▸ **Problem details**
Please pull out every line of the records below that contains the word "facade".

▸ **Material for this task**
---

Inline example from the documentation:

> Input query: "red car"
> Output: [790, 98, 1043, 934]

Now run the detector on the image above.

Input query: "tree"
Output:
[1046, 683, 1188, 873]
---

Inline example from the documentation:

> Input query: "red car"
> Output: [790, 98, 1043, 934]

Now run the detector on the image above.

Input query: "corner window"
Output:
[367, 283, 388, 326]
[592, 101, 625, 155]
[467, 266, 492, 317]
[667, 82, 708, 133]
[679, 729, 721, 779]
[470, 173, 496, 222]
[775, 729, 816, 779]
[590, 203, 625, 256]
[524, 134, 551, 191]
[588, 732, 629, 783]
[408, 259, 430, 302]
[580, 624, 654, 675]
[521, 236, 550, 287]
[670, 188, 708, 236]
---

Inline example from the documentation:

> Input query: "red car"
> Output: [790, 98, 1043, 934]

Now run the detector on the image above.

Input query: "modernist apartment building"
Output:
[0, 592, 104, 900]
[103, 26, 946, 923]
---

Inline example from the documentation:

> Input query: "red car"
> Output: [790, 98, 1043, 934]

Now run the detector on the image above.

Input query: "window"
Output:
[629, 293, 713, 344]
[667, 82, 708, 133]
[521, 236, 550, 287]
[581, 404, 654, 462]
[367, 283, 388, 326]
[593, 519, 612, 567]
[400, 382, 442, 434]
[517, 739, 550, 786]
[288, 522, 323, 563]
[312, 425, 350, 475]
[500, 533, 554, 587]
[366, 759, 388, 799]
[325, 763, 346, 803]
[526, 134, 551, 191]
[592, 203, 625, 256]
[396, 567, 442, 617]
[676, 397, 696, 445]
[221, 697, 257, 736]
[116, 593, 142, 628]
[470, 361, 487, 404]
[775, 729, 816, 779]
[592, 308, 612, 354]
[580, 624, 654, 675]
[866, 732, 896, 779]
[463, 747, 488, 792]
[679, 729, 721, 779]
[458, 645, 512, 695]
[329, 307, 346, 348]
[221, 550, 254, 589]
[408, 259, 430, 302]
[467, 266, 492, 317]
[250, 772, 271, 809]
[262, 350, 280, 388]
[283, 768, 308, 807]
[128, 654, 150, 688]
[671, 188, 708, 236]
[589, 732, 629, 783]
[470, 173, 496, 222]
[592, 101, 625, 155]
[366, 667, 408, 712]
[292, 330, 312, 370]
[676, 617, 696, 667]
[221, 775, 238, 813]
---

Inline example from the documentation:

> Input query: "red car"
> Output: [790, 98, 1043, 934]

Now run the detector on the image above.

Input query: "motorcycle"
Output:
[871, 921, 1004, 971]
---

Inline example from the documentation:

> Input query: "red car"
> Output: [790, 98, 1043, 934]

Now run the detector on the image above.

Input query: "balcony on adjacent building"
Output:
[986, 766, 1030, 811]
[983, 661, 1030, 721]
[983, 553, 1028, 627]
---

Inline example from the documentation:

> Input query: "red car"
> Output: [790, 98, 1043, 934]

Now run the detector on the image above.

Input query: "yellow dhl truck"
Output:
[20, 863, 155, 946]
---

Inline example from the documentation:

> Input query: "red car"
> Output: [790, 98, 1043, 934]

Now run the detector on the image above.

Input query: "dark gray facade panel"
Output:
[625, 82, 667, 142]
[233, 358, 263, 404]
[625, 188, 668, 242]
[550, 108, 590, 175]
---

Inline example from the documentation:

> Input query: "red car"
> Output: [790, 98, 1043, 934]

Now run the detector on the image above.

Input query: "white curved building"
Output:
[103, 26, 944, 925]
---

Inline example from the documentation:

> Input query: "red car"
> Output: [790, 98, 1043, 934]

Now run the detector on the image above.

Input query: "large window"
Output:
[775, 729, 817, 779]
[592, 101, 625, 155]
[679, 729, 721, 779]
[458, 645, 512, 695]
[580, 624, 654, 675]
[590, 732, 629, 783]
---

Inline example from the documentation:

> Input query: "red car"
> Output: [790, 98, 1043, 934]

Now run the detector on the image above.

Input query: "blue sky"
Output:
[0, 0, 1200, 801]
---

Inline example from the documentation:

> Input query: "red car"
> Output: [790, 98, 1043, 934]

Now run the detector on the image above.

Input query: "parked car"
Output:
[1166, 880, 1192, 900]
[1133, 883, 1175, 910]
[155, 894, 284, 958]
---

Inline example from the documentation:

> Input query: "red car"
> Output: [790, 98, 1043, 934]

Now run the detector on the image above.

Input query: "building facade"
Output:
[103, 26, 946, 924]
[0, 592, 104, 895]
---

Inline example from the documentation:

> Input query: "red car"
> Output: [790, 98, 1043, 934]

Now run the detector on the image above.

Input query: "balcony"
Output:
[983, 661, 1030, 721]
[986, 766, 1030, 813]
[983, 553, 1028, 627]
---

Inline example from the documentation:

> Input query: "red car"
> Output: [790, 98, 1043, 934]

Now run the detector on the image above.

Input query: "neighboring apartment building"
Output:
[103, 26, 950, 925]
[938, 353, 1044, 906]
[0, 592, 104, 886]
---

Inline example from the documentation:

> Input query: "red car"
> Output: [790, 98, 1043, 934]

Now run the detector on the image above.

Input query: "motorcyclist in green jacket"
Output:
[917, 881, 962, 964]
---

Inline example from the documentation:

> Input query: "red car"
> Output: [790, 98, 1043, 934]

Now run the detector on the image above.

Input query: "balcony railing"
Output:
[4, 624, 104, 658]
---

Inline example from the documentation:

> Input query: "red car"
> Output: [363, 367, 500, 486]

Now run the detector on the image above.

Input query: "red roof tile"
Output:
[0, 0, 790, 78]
==
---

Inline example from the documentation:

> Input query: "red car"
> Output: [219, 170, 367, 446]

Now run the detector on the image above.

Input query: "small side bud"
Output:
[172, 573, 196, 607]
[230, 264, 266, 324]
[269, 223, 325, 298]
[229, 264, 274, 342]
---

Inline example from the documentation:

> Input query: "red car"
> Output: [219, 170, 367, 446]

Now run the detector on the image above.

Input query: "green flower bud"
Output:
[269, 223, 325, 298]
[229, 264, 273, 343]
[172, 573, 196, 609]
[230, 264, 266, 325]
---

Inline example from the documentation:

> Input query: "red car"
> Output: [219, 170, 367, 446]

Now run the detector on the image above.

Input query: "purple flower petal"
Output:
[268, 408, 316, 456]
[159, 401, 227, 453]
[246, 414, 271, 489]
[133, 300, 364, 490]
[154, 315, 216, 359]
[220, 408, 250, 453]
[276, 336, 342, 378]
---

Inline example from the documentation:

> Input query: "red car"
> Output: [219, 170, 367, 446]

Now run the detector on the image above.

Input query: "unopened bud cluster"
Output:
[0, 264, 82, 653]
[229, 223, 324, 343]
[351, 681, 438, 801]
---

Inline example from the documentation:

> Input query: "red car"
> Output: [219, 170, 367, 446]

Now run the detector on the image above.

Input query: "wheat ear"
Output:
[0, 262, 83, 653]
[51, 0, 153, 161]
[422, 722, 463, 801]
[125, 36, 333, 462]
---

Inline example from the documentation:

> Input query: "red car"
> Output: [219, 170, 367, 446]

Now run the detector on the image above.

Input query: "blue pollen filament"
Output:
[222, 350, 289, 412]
---
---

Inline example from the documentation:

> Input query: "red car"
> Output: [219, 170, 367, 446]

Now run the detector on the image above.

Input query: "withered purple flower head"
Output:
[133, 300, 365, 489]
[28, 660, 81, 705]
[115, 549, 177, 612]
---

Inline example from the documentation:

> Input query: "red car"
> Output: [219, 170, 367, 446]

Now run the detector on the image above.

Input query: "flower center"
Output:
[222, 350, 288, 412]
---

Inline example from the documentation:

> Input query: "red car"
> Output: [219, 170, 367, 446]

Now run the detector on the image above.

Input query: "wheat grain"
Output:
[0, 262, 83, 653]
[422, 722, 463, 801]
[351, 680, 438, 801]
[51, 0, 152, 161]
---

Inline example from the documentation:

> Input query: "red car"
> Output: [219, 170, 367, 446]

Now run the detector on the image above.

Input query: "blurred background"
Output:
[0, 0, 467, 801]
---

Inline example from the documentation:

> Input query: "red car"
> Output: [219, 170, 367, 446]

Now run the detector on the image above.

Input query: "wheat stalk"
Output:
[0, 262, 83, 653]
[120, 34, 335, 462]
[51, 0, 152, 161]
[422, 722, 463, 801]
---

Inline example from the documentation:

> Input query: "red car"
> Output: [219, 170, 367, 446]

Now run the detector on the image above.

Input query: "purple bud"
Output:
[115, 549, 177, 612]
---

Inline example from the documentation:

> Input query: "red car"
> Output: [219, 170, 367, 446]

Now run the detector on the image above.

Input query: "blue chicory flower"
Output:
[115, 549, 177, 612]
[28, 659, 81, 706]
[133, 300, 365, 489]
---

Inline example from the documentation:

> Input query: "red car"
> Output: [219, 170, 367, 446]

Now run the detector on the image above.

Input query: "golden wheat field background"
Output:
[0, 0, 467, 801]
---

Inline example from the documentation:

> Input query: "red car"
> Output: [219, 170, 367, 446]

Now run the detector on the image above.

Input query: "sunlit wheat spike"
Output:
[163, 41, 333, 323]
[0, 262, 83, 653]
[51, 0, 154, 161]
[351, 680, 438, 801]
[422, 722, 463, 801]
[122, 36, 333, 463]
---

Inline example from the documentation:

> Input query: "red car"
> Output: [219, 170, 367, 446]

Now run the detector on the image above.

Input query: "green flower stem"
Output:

▸ **Written response**
Input query: "dark gray facade panel"
Input query: "building facade"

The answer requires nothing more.